# TRY IT:
The reply must consist of the complete listing, reproduced exactly, with no images included.

# THE INPUT:

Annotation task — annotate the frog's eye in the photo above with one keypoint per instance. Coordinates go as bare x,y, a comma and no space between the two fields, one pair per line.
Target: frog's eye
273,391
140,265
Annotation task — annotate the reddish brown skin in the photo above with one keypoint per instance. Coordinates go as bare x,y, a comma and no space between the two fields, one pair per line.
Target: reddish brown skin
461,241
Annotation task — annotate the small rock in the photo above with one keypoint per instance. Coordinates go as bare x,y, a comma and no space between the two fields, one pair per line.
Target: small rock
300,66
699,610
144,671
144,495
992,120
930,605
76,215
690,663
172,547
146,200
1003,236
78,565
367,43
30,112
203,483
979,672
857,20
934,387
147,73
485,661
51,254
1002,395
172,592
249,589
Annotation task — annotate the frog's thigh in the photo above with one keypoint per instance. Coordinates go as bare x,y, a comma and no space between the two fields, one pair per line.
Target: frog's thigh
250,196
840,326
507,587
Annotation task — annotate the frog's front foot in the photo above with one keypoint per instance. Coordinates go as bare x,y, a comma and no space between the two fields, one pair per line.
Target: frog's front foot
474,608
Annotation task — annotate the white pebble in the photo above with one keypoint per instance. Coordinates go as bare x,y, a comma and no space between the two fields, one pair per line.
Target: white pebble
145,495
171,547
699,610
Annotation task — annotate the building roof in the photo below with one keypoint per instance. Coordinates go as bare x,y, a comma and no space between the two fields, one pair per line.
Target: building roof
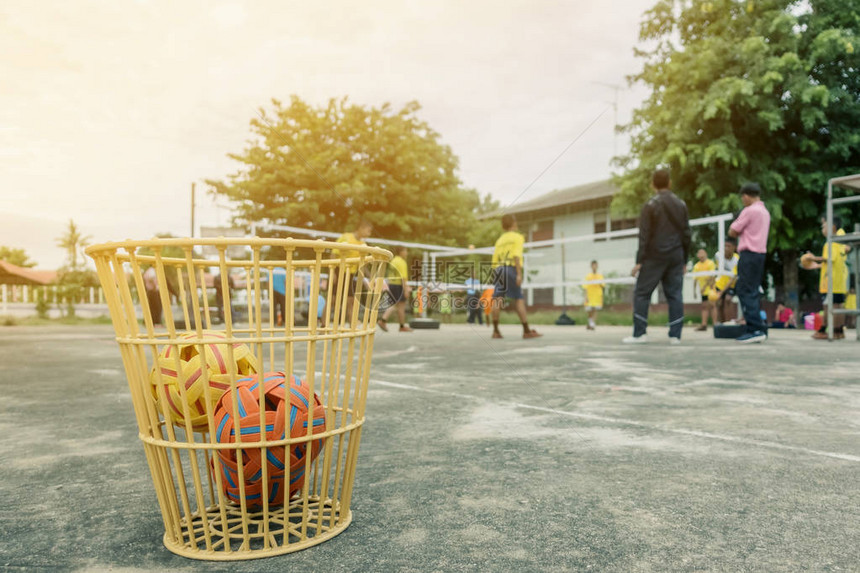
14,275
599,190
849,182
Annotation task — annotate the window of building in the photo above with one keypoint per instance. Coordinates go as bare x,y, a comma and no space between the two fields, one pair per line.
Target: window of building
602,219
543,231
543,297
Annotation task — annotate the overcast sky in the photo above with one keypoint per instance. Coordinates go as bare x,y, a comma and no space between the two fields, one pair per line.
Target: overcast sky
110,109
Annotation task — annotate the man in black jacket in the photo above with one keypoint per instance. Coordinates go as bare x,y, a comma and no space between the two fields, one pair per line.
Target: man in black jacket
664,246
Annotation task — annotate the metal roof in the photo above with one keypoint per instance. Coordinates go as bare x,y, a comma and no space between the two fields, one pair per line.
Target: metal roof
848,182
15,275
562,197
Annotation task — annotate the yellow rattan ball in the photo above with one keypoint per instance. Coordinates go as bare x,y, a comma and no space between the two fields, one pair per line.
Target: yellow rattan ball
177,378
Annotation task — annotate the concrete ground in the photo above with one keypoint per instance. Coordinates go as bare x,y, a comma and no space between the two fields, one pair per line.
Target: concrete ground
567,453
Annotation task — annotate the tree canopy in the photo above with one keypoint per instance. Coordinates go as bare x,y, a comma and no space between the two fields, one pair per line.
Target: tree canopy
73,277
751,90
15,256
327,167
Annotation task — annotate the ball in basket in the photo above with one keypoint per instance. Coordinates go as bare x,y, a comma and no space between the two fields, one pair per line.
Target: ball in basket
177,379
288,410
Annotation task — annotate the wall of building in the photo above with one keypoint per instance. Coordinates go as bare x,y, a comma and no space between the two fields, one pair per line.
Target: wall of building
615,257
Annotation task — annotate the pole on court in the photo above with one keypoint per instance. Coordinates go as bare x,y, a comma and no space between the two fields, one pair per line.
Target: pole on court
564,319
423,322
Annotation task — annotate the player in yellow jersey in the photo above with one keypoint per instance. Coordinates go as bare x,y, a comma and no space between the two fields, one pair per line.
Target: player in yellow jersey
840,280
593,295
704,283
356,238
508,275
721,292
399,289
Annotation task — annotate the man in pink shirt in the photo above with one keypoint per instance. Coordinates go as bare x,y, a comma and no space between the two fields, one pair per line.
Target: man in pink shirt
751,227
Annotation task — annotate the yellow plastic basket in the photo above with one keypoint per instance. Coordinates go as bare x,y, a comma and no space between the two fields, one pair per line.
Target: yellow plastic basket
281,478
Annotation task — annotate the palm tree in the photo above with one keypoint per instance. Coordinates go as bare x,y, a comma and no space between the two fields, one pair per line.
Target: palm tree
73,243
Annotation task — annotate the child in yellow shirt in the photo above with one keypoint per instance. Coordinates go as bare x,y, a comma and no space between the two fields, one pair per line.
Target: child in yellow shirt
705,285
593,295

# ANSWER:
Annotation task — annotate the frog's eye in the photo above with one keypoint per instance. Coordinates go as bare x,y, a comma and no space between the two fields, one pair per line.
Target: frog's eye
273,391
140,265
Annotation task — annotate the reddish brown skin in the photo above with one keypoint per instance. Coordinates go as bare x,y, a comma and no space between the two fields, one pair per line.
Target: reddish brown skin
461,241
Annotation task — annotate the small rock in the photo above with one keypoint per instance. Coordinates go as bare x,y, a comma and no space between the two fields, one pair per line.
Target: small rock
300,66
699,610
144,671
144,495
992,120
930,605
76,215
690,663
172,547
146,200
1003,236
78,565
367,43
30,112
203,483
979,672
857,20
934,387
147,73
485,661
51,254
1002,395
172,592
249,589
Annotation task — annotate the frog's thigh in the photo above with one keypoint per instance. Coordinates go as bare x,y, a comma and no space between the two fields, one pair per line.
Target: frog's thigh
250,196
840,326
507,587
Annotation task — annotate the frog's front foot in the photo above with one keypoint per instance. Coordinates go as bare x,y, a comma and no space between the two fields, one pair per line.
Target: frog's front foot
474,608
Annotation task — annotate the white pebble in the photo above with one keypoint per instance. Coordinates go as bare x,y, a comma and no space between the two fields, one pair per line.
Target: white pebble
145,495
171,547
699,610
Annotation task — annotate the building roof in the photo below with one keypoint per instance. Coordinates go as bare x,y, a comma and no space between the two fields, one pair per line.
Target: building roof
14,275
599,190
849,182
Annotation task — annotate the window of building in the photo above with one keypoint per instance. Coordinates go as bare x,y, a comma and no space between the two fields, one pair per line.
Target: window of building
602,219
543,231
543,297
Annotation task — annotate the overcast sky in the photo above with one keypoint per instance. Coordinates go as bare x,y, a comma and no space between the two fields, one pair per line.
Target: overcast sky
110,109
Annotation task — annotate the man in black jacket in the photo above with one keypoint per instance. Coordinates go as bare x,y, a comma and no space between the two fields, one pair per line.
Target: man in black jacket
664,246
Annotation task — annotate the metal roof in the photo above with one keypoint per instance. Coordinates go as bare x,y, a comma and no space between the two fields, one pair per line.
Target: metal roof
848,182
15,275
562,197
Annotation task — annotate the yellow rattan ball in the photo above with one keypoint per instance. Coordinates go as bare x,y, a comma and no space between the two fields, one pair per line.
Target: yellow rattan ball
177,378
Annotation task — annotate the concrete ground in the photo above with one keypoint per instance. Coordinates go as bare x,y, a comma and no space between the two fields, one pair per line.
Target: concrete ground
567,453
Annotation task — annotate the tree canopy in the photo above with one keypoint per instance. Coordinates go as bare x,y, a comma and no space between the two fields, one pair per line.
Target: tree canopy
73,277
751,90
15,256
327,167
Annotation task — annotate the ball in basket in the photo above with one keypoint per instance. Coordinates go as bare x,y, a comma and no space between the two fields, one pair per line.
Target: ball in basket
177,379
288,410
Annotation task — annotate the wall of building in the photo above with one keypoint per instance. Coordinates go as bare x,y, a comma and no space between the two fields, one pair per line.
Target: wall of building
615,257
Annotation task — annotate the pole on court in the photo above with one keypoint per instance. Coordinates go as bare x,y, a comma and no space between the two fields, one pair per line.
Target: pole on court
564,319
423,322
Annotation task — annotate the player in yellow jersey in the photo above with one keypoint per instance. Coordinates go as bare x,y, a comma and no space between the two fields, one pair per line.
Target: player in yellow jersey
840,280
593,295
704,283
356,238
508,275
721,292
399,289
Annotation task — annotate the man in pink shirt in the photo above with one keypoint per instance. Coordinates go as bare x,y, a comma and no space between the two fields, one pair per line.
Target: man in pink shirt
751,227
Annotation task — annotate the yellow plastic basket in the photo above with one keypoint per instance. Coordinates go as bare x,y, a comma and no space between the two fields, one pair per line.
Target: yellow plastic basket
281,478
Annotation task — annotate the palm tree in the photo above with one keypoint per instance. Coordinates go as bare x,y, a comma and no space between the two fields, one pair per line.
Target: palm tree
73,243
Annotation task — annotate the child in yellow shirt in the photo above with one keypoint per instance. Coordinates go as bare x,y, a comma and no space between the two fields, one pair per line.
Target: child in yellow shirt
705,285
593,295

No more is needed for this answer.